DOCUMENT SECTION>
*-*-*
OpenAI Agents SDK 2026: Building Safer Long-Running Agents with Sandboxes
OpenAI Agents SDK 2026: Building Safer Long-Running Agents with Sandboxes
Long-running AI agents are no longer just chatbots with tool calls. A useful production agent may need to inspect files, search a repository, run commands, edit code, generate artifacts, pause for human review, resume later, and leave behind an auditable trace of what happened. That is a very different engineering problem from sending one prompt to a model and returning one answer.
OpenAI’s 2026 Agents SDK direction is important because it shifts attention from “how do I call a model?” to “how do I safely run an agent loop?” The updated SDK emphasizes a model-native harness, sandbox execution, file and command workflows, durable state, guardrails, observability, and production control boundaries. For AI engineers, backend developers, DevOps teams, and technical founders, this is the infrastructure layer that separates demos from deployable agent systems.
This guide explains the architecture ideas behind the new direction. It intentionally avoids depending on unstable method names unless they are directly shown in OpenAI’s official material. Where implementation details may change, examples are labeled as conceptual pseudocode.
1. Introduction: Why Long-Running Agents Need Better Infrastructure
Short model calls are easy to reason about. You send input, receive output, validate it, and store the result. Long-running agents are different. They may take dozens or hundreds of steps. They may call tools, inspect files, mutate a workspace, run scripts, and decide whether additional evidence is needed.
That creates new failure modes:
- The agent can read the wrong file or trust malicious instructions inside a document.
- A shell command can modify files outside the intended scope.
- A tool call can leak secrets if credentials are available in the execution environment.
- A long task can fail halfway through and lose state.
- A model can produce a confident summary that does not match the actual artifacts.
- Reviewers may not know which files, commands, or decisions produced the final answer.
The answer is not simply “use a better model.” Long-running agents need a runtime: workspace isolation, permission boundaries, resumable state, logs, traces, retries, policy checks, and human approval for sensitive actions. The updated OpenAI Agents SDK direction addresses this by making the agent harness and sandbox execution environment first-class parts of the developer workflow.
2. What Changed in the OpenAI Agents SDK
OpenAI’s 2026 update describes the Agents SDK as moving toward a more capable harness for the agent loop. The SDK is designed to help agents work across files, tools, and controlled computer environments rather than relying only on prompt context.
The most important changes are:
- A more capable agent harness: The harness manages the model loop, tool routing, orchestration, state, approvals, and recovery logic.
- Native sandbox execution: Agents can run in controlled environments with files, commands, packages, ports, snapshots, and resumable state.
- Workspace manifests: A manifest concept describes the starting workspace: files, directories, repositories, mounts, environment setup, and output locations.
- Separation of harness and compute: The control plane can stay in trusted infrastructure while model-directed execution happens inside isolated sandbox compute.
*-*-*
WHAT YOU WILL DO>
#1 Please list each of the new failure modes that the Agents SDK guide above says long-running agents create.
#2 Carry the Agents SDK guide above forward, picking up right after its final sentence.
*-*-*
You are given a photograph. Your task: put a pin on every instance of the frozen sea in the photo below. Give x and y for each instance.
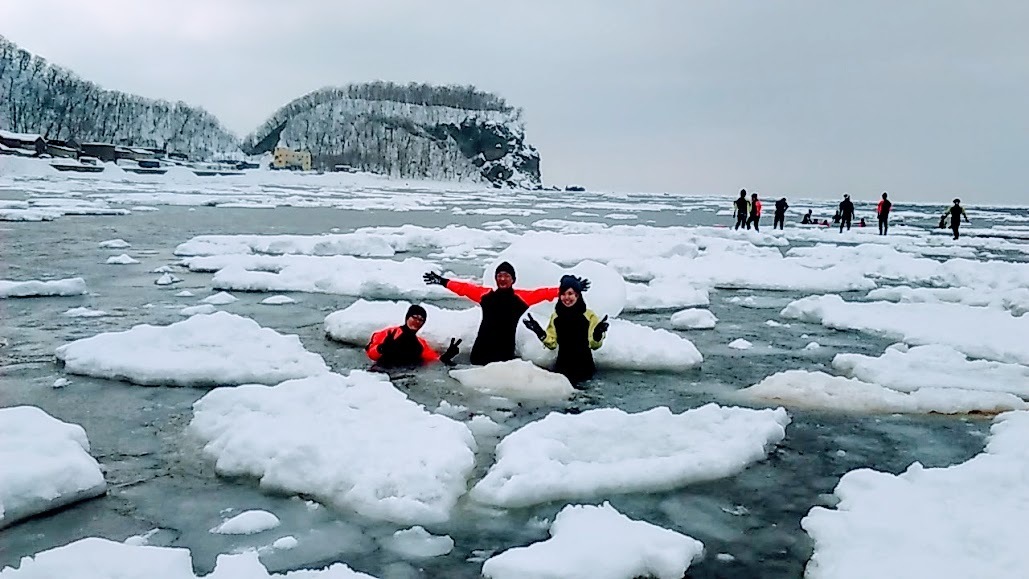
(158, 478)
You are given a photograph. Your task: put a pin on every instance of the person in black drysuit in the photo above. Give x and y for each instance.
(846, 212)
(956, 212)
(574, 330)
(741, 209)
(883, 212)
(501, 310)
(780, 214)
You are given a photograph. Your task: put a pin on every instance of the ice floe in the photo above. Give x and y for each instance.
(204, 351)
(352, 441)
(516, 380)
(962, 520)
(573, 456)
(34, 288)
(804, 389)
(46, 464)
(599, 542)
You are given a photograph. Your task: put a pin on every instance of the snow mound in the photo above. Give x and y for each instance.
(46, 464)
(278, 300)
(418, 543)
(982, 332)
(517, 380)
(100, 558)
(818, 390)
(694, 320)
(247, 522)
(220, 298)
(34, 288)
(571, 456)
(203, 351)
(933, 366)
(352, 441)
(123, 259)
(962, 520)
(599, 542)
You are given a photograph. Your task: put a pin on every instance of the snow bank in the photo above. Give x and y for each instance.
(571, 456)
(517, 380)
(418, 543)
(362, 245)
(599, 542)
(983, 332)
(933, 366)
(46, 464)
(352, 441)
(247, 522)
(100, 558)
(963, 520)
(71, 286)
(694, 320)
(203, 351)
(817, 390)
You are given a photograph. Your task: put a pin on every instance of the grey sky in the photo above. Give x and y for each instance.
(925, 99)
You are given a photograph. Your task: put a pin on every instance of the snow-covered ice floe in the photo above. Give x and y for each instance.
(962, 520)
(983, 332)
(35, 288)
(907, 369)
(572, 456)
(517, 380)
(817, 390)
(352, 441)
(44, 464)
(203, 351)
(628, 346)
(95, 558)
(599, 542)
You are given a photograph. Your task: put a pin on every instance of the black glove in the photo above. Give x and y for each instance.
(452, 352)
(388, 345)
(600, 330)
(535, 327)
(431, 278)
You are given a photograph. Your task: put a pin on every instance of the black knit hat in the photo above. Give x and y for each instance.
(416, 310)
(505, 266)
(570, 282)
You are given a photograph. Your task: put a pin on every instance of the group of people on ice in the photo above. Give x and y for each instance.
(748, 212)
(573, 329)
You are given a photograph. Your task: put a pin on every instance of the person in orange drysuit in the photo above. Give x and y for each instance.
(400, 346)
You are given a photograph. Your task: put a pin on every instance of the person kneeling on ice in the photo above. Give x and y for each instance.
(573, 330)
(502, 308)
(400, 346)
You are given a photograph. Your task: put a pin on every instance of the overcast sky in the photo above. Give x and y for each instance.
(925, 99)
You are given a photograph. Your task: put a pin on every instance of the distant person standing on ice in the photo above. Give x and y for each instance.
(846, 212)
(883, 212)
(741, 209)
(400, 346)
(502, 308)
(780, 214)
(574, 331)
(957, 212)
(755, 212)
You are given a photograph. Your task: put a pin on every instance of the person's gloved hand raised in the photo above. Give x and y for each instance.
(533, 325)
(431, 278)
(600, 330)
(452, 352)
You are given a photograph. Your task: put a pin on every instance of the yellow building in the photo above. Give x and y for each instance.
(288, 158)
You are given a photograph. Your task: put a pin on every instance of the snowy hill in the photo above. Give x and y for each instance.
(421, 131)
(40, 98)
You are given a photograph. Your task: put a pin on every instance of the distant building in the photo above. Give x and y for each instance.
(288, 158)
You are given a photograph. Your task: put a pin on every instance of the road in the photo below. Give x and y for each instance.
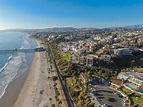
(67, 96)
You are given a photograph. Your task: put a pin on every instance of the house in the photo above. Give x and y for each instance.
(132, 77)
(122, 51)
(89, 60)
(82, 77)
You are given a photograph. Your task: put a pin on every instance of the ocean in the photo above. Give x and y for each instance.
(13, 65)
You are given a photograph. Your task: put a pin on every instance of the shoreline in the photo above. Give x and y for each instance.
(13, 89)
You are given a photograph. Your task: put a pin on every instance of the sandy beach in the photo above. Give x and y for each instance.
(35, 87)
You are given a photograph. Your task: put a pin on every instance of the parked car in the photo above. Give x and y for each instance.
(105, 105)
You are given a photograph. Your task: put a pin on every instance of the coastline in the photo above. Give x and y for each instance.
*-*-*
RESPONSES BY TASK>
#1
- The agent can read the wrong file or trust malicious instructions inside a document.
- A shell command can modify files outside the intended scope.
- A tool call can leak secrets if credentials are available in the execution environment.
- A long task can fail halfway through and lose state.
- A model can produce a confident summary that does not match the actual artifacts.
- Reviewers may not know which files, commands, or decisions produced the final answer.

#2
- Tool and file primitives: The direction includes filesystem tools, shell execution, patch application, skills, MCP-style integrations, and structured workflows.
- Production support patterns: The official docs include guardrails, human review, observability, tracing, and evaluation workflows.
The key architectural message is that an agent should not be treated as a single black-box model call. It should be treated as a controlled workflow with clear boundaries between reasoning, execution, state, tools, policy, and approval.
3. What an Agent Harness Is
An agent harness is the control layer around the model. It decides how the agent loop runs, which tools are available, when to call the model again, how to route tool results back into the workflow, when to pause, and how to recover from failure.
In a production system, the harness typically owns:
- Agent instructions and task policy
- Model selection and routing
- Tool registration and permission rules
- Run state and checkpoints
- Human approval gates
- Retries and failure handling
- Audit logs and traces
- Cost and rate-limit controls
The harness is not the same as the sandbox. The harness is the control plane. The sandbox is the execution plane. This distinction matters because you do not want model-generated code, shell commands, or untrusted documents running in the same place where your production credentials, billing systems, audit systems, and policy enforcement live.
4. Why Sandbox Execution Matters
A sandbox is an isolated workspace where the agent can inspect files, run commands, install dependencies, create outputs, and preserve state. This matters because many useful tasks cannot be completed from prompt text alone.
For example, a code review agent may need to clone a repository, inspect diffs, run tests, apply a patch, generate a report, and expose artifacts for review. A research automation agent may need to mount a data room, parse documents, create CSV outputs, and produce a cited summary. These workflows need a real workspace, not a giant prompt.
Sandbox execution gives the system several benefits:
- Isolation: The agent works inside a bounded environment instead of your production server.
- Controlled access: Only the required files, mounts, tools, and environment variables are available.
- Artifact handling: Outputs can be inspected before leaving the sandbox.
- Reproducibility: Commands, files, and snapshots make it easier to understand what happened.
- Resumability: A long task can pause, checkpoint, and continue later.
- Scalability: Different tasks or subagents can run in separate containers.
Sandboxing does not make agents automatically safe. It gives you a place to enforce safety. You still need least-privilege credentials, network controls, artifact review, tool approval, and observability.
5. How File Access, Tools, Commands, and Environment Boundaries Work Conceptually
A safer agent system should treat every input as scoped. Files should be mounted deliberately. Commands should be limited by policy. Environment variables should be minimal. Secrets should not be casually injected into the same environment where model-directed commands run.
Conceptually, a sandboxed agent run follows this pattern:
- The application receives a task.
- The harness classifies risk and decides whether a sandbox is required.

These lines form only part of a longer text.